- SOURCE DOCUMENT
______
Padmanabhan Rajaraman, Qinghai Shi, Olfa Kanoun
IMAGE LICENSED BY INGRAM PUBLISHING
Fault analysis is of vital importance in power systems, and the techniques employed must be reliable, accurate, and fast. With the advent of time- and frequency-domain analyses in power systems, reflectometry techniques have been introduced.
In time-domain reflectometry (TDR), a test signal is used that is transmitted along the cable length; when it encounters a discontinuity in the cable, which is seen as an impedance, a portion of the signal is reflected. Based on signal processing techniques, the fault location and nature of the fault can be determined. The frequency-domain reflectometry (FDR) method is faster and has better accuracy than the TDR approach because power signals are used as incident signals, and the Fourier transform, which has good resolution in the frequency domain, is applied to locate wire faults. However, it is difficult to identify the types of the individual wire faults using the FDR method.
Besides these techniques, a novel approach to detect and locate faults in a single wire system using impedance spectroscopy (IS) is explicated. IS is applied to measure the input impedance of the wiring system based on a frequency sweep. The impedance of the single wire fault can be obtained from the input impedance to identify the nature of the fault. The input impedance of the cable is a periodic function of the frequency of the input test signal, and the period of this function is proportional to the distance to the fault. The fast Fourier transform (FFT) of the input impedance function gives a single sharp pulse that can be used to locate the wire fault. Therefore, using IS, both the location and characterization of the fault are possible using a frequency-domain analysis of the input impedance of the system.
Coaxial cables are growing in use in applications, and with their increased usage in devices and networks, the need arises for efficient and accurate techniques to detect and characterize faults along their length. Faults may be of two types: hard faults, which comprise open and short circuit faults, and soft faults, which include small faults, such as chafes, frays, and joints.
TDR was one of the first techniques to be proposed in this regard. The method involves a fast-rising step signal that is transmitted along the length of a cable. Whenever the signal encounters a discontinuity or a load impedance, a portion of the signal is reflected, which is based on the reflection coefficient. The reflected signal can be processed to get information regarding the fault location and characterization of the fault.
Contrary to this method is the FDR procedure, where digital signal processing in the frequency domain gives this approach better location accuracy than TDR. The main disadvantage of this technique is that it cannot identify the type of fault. IS is a new method that uses the principle of abstraction of the load impedance from a measured set of input impedance data from the cable under test. Using appropriate transmission line modeling and the FFT technique, the location and nature of the fault can be determined in an accurate and fast manner.
______
- LISTED ENTRIES
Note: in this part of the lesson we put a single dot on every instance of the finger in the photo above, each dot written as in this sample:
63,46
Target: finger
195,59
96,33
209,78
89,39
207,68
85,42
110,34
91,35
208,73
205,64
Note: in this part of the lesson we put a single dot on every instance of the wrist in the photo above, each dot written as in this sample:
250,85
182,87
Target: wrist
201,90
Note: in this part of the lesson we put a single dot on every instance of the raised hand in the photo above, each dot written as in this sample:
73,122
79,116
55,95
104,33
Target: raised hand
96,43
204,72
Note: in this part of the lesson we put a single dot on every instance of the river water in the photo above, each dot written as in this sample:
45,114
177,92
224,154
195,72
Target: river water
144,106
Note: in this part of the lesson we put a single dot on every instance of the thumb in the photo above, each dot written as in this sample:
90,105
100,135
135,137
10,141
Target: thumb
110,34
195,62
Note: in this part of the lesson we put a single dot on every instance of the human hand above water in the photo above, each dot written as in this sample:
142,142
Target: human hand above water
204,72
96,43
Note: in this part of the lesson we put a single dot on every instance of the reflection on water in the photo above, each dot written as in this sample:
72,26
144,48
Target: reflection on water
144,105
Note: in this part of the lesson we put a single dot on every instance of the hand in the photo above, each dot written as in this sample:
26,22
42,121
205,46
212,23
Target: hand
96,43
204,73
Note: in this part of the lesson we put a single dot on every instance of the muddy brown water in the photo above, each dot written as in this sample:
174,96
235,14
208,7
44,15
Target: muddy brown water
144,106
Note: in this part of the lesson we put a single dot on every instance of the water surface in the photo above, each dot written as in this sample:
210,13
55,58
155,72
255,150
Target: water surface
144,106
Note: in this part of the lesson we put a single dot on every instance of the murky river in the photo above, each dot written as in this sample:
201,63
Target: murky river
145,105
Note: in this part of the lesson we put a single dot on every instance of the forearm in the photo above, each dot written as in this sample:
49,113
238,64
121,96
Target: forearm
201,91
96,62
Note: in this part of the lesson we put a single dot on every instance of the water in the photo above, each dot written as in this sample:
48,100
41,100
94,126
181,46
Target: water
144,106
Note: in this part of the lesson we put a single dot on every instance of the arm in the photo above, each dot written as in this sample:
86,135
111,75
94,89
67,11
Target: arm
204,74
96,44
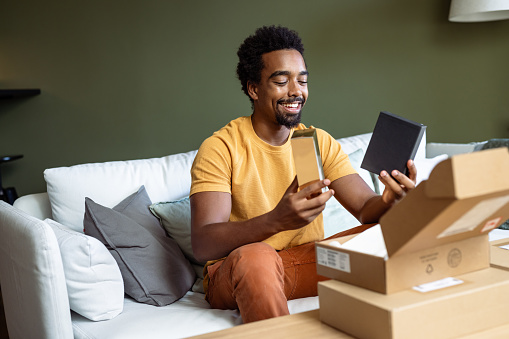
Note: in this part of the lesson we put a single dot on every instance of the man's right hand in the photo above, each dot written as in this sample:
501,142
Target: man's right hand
213,236
297,208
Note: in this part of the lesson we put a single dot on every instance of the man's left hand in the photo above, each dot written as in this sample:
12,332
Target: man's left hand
397,190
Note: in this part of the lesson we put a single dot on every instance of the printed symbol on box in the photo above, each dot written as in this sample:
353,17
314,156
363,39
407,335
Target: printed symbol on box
454,257
491,224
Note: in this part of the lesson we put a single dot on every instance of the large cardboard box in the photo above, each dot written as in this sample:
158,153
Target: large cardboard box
499,255
439,229
477,304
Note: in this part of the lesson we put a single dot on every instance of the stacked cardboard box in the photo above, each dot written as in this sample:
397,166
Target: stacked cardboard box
439,230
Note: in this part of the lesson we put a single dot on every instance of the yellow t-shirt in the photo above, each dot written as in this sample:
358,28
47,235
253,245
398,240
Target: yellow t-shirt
256,174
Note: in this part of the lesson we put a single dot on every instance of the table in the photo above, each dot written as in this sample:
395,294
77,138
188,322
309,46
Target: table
308,325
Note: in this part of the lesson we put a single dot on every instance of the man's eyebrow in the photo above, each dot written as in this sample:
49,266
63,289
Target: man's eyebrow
279,73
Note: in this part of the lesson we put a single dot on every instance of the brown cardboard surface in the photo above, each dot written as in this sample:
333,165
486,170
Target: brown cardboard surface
499,257
402,271
451,205
432,237
476,305
306,156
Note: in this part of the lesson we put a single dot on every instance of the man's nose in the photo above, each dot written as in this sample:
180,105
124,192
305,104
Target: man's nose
294,89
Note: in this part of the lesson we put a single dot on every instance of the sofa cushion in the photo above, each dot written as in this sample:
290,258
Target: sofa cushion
153,267
166,178
94,282
175,217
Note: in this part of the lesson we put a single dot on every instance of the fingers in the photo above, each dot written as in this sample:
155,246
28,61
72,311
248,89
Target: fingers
399,187
314,189
412,170
294,187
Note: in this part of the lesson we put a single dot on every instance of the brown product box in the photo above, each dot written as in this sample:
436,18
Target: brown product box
439,229
306,157
477,304
499,256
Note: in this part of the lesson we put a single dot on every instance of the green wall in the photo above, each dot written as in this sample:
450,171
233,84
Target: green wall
136,79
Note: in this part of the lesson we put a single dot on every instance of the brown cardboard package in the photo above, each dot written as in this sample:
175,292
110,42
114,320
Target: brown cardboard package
499,257
438,230
306,157
479,303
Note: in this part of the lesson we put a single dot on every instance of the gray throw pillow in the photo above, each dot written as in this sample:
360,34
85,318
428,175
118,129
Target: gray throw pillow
153,267
175,217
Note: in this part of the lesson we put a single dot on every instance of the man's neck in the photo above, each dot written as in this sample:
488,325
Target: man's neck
270,132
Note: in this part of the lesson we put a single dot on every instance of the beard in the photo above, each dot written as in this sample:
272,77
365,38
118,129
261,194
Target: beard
290,120
287,120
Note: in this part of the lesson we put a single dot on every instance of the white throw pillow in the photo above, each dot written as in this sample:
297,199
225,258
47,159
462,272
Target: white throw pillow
165,179
94,282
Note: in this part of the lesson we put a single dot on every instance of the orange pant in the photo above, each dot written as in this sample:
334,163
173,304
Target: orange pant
258,280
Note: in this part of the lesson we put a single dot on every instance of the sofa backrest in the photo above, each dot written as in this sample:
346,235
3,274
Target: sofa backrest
167,178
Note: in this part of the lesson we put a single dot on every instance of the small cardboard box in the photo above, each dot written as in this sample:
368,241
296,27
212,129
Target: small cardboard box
478,303
499,255
306,157
439,229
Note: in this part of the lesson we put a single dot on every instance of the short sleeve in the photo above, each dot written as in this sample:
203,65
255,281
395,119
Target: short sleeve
212,167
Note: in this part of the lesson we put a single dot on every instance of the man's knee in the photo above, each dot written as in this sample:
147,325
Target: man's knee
256,258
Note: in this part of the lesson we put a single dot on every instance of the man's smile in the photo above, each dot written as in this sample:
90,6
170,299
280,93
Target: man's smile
293,106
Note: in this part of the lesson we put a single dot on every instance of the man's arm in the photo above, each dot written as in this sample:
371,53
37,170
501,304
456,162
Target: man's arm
364,204
213,236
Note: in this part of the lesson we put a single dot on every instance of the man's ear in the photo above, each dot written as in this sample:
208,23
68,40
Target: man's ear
252,90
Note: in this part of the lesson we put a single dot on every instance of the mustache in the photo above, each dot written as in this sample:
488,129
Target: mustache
291,101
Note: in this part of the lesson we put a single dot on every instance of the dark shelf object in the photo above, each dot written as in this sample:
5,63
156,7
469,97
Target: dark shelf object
18,93
8,194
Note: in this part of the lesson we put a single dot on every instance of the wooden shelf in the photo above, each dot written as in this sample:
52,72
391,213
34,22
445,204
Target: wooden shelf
18,93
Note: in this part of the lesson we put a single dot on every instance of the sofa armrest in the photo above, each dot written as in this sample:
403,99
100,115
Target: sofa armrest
37,205
32,277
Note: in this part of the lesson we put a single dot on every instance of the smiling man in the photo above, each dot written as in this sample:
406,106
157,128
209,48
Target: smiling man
250,222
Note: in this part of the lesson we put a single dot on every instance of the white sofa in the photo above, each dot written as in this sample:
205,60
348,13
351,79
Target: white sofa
36,264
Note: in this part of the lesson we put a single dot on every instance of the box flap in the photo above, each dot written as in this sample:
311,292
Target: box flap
471,174
469,196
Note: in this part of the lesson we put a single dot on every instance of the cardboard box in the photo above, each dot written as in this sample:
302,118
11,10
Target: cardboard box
439,229
306,157
499,256
477,304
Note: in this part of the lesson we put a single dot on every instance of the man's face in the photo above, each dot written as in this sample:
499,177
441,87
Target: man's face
282,91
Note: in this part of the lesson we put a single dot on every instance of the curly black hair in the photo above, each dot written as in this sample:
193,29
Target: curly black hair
265,39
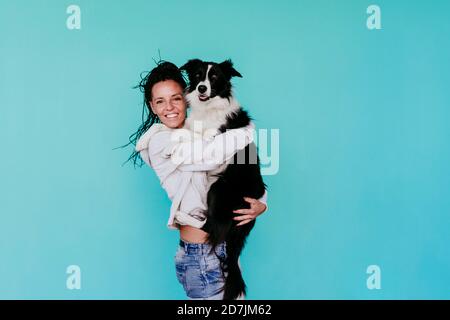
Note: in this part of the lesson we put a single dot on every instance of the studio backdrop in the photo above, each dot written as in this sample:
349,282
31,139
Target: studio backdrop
351,98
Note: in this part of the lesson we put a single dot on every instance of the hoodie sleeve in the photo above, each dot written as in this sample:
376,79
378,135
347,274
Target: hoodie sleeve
202,155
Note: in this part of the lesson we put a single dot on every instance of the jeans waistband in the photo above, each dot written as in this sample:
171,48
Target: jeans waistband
199,248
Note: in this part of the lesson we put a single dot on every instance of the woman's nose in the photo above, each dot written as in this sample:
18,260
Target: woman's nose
170,106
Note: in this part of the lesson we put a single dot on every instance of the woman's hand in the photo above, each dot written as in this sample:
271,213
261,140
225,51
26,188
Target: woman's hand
247,215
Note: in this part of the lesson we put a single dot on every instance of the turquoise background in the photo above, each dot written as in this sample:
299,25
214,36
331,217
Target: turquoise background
364,150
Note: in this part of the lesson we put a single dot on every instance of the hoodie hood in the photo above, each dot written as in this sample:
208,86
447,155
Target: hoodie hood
143,141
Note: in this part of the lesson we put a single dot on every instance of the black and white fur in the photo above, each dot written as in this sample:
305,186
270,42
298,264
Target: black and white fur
211,100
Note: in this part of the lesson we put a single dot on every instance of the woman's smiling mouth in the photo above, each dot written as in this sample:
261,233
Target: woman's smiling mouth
172,115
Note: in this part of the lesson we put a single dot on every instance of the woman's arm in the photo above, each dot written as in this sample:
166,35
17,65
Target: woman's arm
202,155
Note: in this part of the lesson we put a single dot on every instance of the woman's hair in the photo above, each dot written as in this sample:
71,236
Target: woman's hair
163,71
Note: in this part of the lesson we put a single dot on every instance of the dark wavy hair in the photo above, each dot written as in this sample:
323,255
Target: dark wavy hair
164,70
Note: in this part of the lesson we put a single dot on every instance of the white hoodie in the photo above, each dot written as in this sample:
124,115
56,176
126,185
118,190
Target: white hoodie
182,160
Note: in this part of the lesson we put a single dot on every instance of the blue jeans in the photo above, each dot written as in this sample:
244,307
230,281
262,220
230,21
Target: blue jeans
199,271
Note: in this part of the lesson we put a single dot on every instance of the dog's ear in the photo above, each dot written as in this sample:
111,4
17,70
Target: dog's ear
191,66
228,70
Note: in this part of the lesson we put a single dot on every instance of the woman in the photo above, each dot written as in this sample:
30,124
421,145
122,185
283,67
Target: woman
186,179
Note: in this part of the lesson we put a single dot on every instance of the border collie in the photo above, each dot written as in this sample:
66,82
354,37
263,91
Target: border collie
211,100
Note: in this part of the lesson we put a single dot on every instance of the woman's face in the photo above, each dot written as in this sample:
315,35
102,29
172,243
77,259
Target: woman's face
168,103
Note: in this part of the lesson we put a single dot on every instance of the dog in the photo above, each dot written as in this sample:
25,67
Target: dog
210,97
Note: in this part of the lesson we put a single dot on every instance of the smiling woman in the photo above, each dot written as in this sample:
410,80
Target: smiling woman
199,266
168,103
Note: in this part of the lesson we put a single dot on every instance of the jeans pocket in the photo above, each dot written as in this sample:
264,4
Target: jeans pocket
180,267
213,273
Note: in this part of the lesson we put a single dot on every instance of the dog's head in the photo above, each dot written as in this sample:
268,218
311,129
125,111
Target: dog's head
209,81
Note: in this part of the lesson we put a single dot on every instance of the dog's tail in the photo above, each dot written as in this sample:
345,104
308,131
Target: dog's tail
234,282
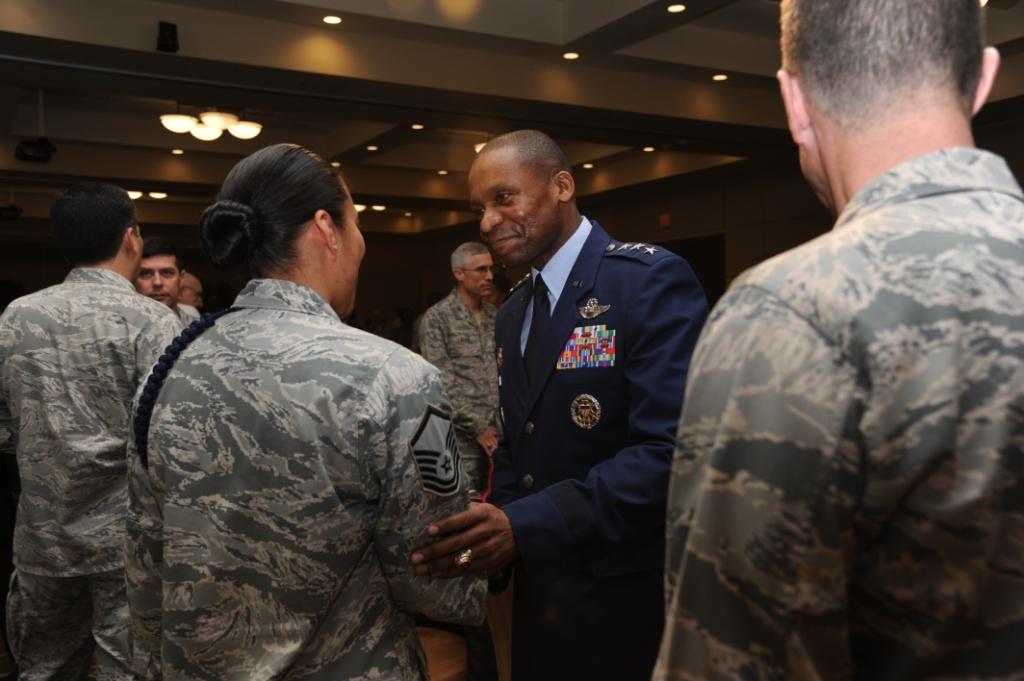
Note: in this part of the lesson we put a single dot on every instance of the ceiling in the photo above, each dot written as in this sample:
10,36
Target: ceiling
465,70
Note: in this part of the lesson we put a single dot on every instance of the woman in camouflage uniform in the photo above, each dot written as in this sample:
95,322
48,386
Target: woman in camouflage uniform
286,464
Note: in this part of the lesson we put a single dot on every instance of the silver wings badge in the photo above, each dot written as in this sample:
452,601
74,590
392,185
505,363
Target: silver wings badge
593,308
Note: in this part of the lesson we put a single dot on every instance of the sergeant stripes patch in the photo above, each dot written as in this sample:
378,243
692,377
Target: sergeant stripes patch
436,453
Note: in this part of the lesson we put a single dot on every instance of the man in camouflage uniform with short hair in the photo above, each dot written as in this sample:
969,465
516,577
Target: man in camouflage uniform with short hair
846,493
72,357
293,463
457,335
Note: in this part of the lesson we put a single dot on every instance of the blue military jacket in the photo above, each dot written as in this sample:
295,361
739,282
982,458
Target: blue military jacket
583,470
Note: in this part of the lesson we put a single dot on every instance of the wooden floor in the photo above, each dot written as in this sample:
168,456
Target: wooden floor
445,655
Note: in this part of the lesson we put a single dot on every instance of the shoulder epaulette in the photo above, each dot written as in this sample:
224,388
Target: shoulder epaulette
519,284
635,251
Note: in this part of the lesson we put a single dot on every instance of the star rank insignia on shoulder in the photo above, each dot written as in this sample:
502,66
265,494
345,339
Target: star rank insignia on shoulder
519,284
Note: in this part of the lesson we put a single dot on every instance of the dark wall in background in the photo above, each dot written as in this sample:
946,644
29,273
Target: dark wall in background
723,221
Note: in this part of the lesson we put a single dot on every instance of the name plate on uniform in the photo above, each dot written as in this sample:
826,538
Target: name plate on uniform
589,347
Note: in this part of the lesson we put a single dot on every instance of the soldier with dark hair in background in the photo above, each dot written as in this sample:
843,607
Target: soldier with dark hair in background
72,356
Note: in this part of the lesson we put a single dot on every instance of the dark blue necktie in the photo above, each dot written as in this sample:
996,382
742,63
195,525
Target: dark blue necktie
542,312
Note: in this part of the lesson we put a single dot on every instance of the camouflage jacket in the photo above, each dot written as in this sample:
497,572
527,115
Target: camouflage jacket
294,464
73,355
846,493
464,350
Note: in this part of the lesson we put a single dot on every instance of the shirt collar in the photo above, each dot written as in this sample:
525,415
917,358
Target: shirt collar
557,270
944,171
284,295
97,275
______
- THE TASKS
• 1. According to the cable fault detection text, why is frequency-domain reflectometry faster and more accurate than time-domain reflectometry? Answer in one to three sentences.
• 2. Carry on the cable fault detection text, starting after its final sentence.

- EXERCISE RESPONSES
• 1. Frequency-domain reflectometry uses power signals as incident signals. It also applies the Fourier transform, which has good resolution in the frequency domain, to locate wire faults.

• 2.
Reflectometry is a technique that provides for the study of the properties of a given medium. This technique employs the analysis of the reflection of waves at a given interface. The input signal propagates into a medium, and, when it encounters a discontinuity (which is seen as impedance), a portion of its energy is transmitted, and the rest is reflected back to the injection point. A coaxial cable can be modeled as an ideal, lossless, unbalanced transmission line (Fig. 1).
Fig 1 (a) A cross-section of a coaxial cable and (b) a transmission line model of a coaxial cable.
The principle behind reflectometry arises from the behavior of signals in systems. An arbitrary signal that is transmitted along a system continues to propagate [according to the laws of propagation in the medium, discussed by Magnusson et al. (1979)] with its propagation velocity, defined as \[{\upsilon} = \frac{c}{\sqrt{{\varepsilon}_{r}}}, \tag{1} \] where c is the speed of light in a vacuum (3 × 108 m/s), and ${\varepsilon}_{r}$ is the relative permittivity of the cable material.
The characteristic impedance of a transmission line or cable is defined as the ratio of the amplitudes of the voltage and current of a single wave propagating along the line. This excludes any reflected waveforms along the length of the line. The characteristic impedance as shown by Schelkunoff (1934) is given by \[{Z}_{0} = \sqrt{\frac{{R} + {j}\cdot\mathit{\omega}\cdot{L}}{{G} + {j}\cdot\mathit{\omega}\cdot{C}}}{,} \tag{2} \] where R, L, G, and C, respectively, represent the per-unit length resistance, inductance, conductance, and capacitance of the line or cable network.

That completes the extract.